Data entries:

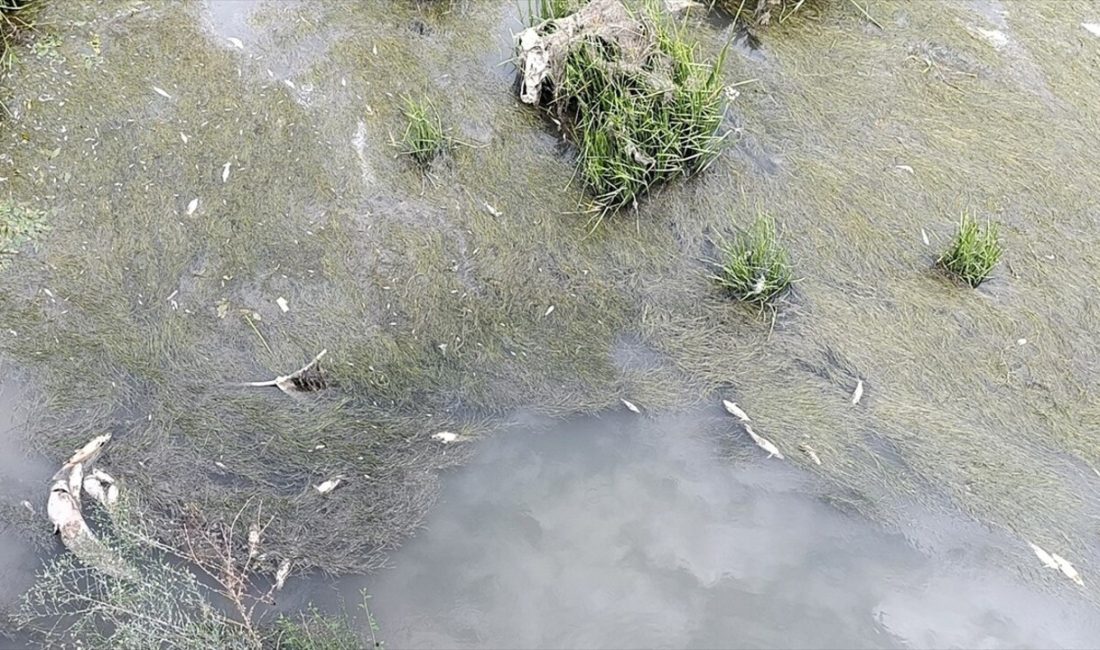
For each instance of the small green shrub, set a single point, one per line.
(755, 266)
(425, 139)
(974, 252)
(19, 224)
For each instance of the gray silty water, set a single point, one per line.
(627, 532)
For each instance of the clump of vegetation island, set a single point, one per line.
(974, 252)
(755, 267)
(425, 138)
(629, 92)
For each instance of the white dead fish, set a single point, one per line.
(253, 540)
(735, 410)
(810, 452)
(100, 486)
(76, 482)
(282, 573)
(327, 486)
(446, 437)
(763, 442)
(1043, 557)
(678, 6)
(62, 507)
(1067, 569)
(88, 452)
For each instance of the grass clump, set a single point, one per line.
(19, 224)
(425, 139)
(974, 252)
(755, 266)
(630, 94)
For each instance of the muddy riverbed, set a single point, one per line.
(199, 162)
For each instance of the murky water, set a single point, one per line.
(135, 315)
(625, 532)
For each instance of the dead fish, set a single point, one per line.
(763, 443)
(100, 486)
(735, 410)
(446, 437)
(1043, 557)
(61, 506)
(253, 540)
(1067, 569)
(89, 450)
(329, 485)
(810, 452)
(282, 573)
(76, 482)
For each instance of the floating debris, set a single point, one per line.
(810, 452)
(307, 378)
(327, 486)
(282, 573)
(762, 442)
(446, 437)
(735, 410)
(1067, 569)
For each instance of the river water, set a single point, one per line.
(198, 162)
(623, 532)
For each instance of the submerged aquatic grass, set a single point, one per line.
(755, 266)
(641, 112)
(974, 252)
(425, 138)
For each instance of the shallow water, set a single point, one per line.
(134, 316)
(633, 533)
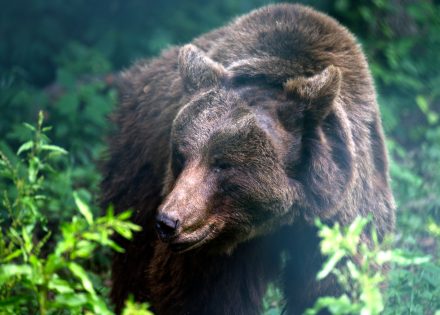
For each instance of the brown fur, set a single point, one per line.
(242, 138)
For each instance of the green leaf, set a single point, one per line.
(8, 271)
(25, 147)
(53, 148)
(83, 208)
(81, 274)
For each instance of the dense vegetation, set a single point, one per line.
(57, 57)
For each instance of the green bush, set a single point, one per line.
(43, 268)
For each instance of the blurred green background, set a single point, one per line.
(58, 56)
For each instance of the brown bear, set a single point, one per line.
(228, 148)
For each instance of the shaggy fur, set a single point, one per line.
(232, 145)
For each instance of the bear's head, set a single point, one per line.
(250, 153)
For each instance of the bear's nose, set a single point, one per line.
(166, 226)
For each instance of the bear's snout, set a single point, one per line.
(166, 226)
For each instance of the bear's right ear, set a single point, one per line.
(198, 70)
(327, 147)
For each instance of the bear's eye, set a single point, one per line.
(219, 165)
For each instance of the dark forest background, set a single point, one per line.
(59, 57)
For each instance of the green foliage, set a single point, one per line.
(42, 270)
(356, 268)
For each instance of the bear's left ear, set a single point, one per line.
(326, 168)
(317, 92)
(198, 70)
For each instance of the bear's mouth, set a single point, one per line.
(186, 242)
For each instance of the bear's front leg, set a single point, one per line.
(197, 282)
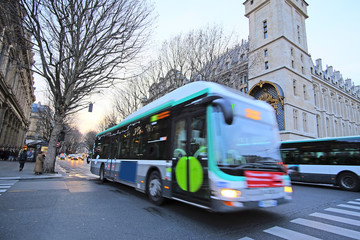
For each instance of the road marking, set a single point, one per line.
(289, 234)
(336, 218)
(328, 228)
(352, 213)
(349, 206)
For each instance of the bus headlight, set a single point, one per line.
(288, 189)
(230, 193)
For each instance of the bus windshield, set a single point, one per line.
(245, 142)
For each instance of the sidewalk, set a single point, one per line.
(9, 170)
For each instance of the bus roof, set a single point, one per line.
(324, 139)
(181, 95)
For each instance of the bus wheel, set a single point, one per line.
(102, 174)
(154, 187)
(349, 181)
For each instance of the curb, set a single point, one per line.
(32, 177)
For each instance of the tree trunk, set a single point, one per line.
(50, 159)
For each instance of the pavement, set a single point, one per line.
(9, 170)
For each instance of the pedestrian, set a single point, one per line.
(39, 163)
(22, 159)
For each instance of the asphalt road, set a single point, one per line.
(79, 207)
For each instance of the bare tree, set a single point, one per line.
(81, 47)
(184, 58)
(206, 54)
(130, 96)
(46, 118)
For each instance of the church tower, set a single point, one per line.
(279, 64)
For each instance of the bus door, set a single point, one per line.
(190, 162)
(112, 158)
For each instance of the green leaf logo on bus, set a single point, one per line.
(195, 174)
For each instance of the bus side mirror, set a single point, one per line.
(226, 109)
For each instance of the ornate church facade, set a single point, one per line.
(310, 102)
(274, 65)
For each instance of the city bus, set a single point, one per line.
(203, 144)
(324, 160)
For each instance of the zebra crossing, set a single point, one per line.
(6, 185)
(347, 215)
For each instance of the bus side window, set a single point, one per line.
(157, 136)
(198, 137)
(125, 145)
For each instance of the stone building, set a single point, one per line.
(310, 102)
(16, 80)
(274, 65)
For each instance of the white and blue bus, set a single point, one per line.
(203, 144)
(324, 160)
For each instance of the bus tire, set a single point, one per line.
(102, 174)
(154, 188)
(349, 181)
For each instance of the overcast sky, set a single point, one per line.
(333, 30)
(333, 33)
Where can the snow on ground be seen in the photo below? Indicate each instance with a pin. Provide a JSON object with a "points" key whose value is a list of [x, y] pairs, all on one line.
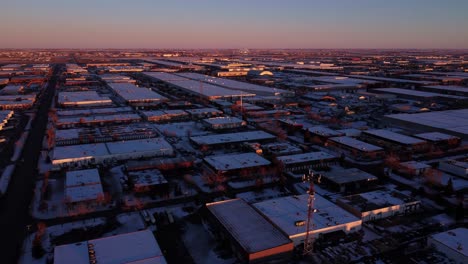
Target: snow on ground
{"points": [[264, 194], [53, 231], [200, 245], [19, 144]]}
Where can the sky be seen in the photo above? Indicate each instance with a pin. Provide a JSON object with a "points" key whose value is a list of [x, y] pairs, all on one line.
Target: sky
{"points": [[179, 24]]}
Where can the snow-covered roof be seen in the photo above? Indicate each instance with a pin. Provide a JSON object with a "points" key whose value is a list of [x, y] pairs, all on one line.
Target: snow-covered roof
{"points": [[343, 176], [284, 212], [131, 248], [378, 199], [84, 193], [435, 136], [395, 137], [421, 94], [236, 161], [450, 120], [82, 98], [455, 239], [86, 151], [147, 178], [82, 177], [94, 111], [232, 138], [131, 93], [222, 120], [234, 85], [252, 231], [305, 157], [356, 144]]}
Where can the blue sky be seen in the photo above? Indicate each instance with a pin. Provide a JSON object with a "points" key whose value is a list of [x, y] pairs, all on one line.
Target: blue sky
{"points": [[234, 24]]}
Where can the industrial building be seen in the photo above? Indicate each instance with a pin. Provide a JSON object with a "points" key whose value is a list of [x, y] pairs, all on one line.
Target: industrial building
{"points": [[453, 122], [165, 115], [223, 122], [452, 243], [97, 120], [395, 141], [290, 215], [379, 204], [137, 96], [88, 154], [230, 139], [82, 99], [305, 161], [347, 179], [356, 149], [253, 239], [83, 186], [131, 248], [244, 164]]}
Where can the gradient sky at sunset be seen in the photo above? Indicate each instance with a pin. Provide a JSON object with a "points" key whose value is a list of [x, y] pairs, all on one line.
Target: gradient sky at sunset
{"points": [[234, 24]]}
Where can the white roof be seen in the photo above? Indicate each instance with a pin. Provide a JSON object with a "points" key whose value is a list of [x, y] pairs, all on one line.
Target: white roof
{"points": [[232, 137], [435, 136], [450, 120], [94, 111], [378, 199], [456, 239], [147, 178], [131, 92], [82, 177], [195, 86], [131, 248], [390, 135], [85, 151], [126, 248], [222, 120], [234, 85], [84, 193], [417, 93], [357, 144], [140, 145], [305, 157], [236, 161], [253, 232], [82, 98], [285, 211], [343, 176], [76, 253]]}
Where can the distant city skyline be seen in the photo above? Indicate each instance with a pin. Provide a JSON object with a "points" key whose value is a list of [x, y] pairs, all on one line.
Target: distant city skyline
{"points": [[237, 24]]}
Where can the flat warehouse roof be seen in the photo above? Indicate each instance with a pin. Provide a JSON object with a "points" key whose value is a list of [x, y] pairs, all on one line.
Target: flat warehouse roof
{"points": [[236, 161], [284, 212], [390, 135], [435, 136], [131, 92], [232, 138], [452, 88], [343, 176], [305, 157], [416, 93], [354, 143], [110, 148], [82, 177], [232, 84], [253, 232], [450, 120]]}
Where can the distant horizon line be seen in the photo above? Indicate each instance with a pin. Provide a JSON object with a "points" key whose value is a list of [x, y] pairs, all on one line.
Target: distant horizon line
{"points": [[182, 49]]}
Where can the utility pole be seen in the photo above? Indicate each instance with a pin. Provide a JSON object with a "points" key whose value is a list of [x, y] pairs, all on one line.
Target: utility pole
{"points": [[310, 178]]}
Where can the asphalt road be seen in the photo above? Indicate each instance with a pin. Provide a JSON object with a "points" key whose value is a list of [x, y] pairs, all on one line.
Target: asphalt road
{"points": [[14, 206]]}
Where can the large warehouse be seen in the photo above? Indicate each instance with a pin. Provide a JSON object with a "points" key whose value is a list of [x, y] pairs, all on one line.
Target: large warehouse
{"points": [[254, 239], [76, 155], [453, 122], [289, 214]]}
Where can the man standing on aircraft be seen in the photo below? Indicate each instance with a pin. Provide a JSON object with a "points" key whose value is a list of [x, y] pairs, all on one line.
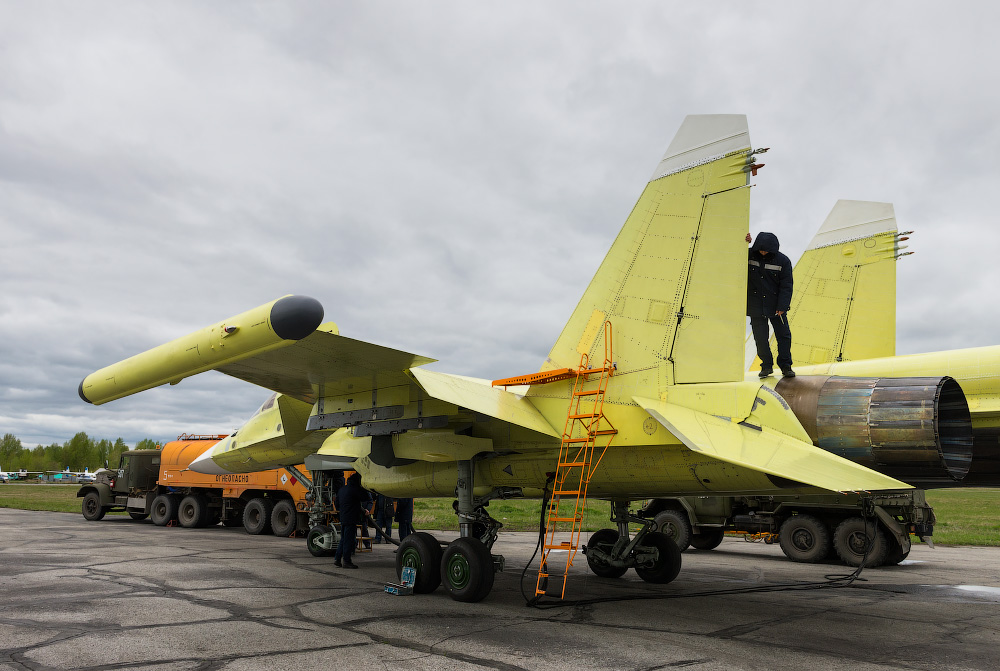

WHAT TO PRODUCE: How many lines of the records above contain the string "vegetation" with its case matched exactly? Reply with the number alone.

COMPLETED EXERCISE: 2